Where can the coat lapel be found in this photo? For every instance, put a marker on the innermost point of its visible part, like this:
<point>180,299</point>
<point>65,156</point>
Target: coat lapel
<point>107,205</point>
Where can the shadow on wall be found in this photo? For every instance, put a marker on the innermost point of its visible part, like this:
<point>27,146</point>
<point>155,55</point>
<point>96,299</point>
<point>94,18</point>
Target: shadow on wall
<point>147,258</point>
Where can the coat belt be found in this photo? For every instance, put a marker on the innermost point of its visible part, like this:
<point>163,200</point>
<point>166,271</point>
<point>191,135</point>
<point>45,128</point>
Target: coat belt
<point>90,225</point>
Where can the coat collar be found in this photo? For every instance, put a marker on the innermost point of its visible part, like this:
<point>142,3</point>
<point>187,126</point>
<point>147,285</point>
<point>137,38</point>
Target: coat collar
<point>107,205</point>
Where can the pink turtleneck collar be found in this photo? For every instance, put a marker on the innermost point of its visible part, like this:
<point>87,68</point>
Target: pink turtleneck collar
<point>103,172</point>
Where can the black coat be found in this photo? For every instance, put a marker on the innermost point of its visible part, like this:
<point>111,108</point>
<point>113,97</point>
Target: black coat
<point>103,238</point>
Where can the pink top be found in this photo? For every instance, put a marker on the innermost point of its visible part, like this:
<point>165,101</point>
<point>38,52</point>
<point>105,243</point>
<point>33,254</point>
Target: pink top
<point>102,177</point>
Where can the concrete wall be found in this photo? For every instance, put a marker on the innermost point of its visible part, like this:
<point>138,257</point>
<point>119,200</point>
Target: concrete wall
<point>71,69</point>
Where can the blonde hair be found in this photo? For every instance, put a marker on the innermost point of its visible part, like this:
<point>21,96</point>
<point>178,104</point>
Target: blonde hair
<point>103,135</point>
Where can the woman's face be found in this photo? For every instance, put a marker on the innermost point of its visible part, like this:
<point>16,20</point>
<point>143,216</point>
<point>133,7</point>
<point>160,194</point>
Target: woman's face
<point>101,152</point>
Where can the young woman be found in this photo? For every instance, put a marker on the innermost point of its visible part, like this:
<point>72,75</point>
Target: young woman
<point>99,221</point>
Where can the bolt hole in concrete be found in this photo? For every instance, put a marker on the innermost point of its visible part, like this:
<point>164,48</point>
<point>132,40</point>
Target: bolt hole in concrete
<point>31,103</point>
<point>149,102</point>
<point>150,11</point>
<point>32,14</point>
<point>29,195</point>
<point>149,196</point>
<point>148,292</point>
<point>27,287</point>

...

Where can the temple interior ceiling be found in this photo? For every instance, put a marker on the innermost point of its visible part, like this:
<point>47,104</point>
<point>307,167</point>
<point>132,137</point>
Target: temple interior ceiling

...

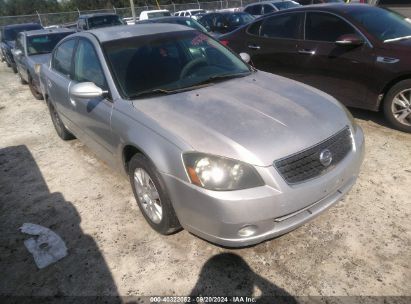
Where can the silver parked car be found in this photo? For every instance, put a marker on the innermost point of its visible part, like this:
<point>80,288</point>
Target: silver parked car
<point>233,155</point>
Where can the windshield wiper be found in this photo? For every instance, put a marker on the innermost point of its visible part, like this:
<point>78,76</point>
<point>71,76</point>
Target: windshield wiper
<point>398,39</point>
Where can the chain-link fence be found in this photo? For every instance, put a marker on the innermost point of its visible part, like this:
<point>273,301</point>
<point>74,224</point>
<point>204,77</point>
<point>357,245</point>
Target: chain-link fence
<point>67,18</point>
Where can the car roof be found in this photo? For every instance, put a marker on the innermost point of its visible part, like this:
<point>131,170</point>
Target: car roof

*WHAT YOU ARE ASKED TO DO*
Update the records from the line with "Where can the coat collar" up to and including the line with "<point>103,172</point>" by changing "pink" to "gray" and leaving everything else the same. Return only those lines.

*FINISHED TASK*
Where can the coat collar be found in this photo? For every instance, put a marker on the innermost point of its visible part, like this:
<point>142,3</point>
<point>187,126</point>
<point>147,285</point>
<point>137,38</point>
Target: coat collar
<point>107,205</point>
Where can the gray turtleneck collar be found in this photo? For every instance, put a marker on the innermost point of its visible part, like this:
<point>87,68</point>
Target: gray turtleneck collar
<point>103,172</point>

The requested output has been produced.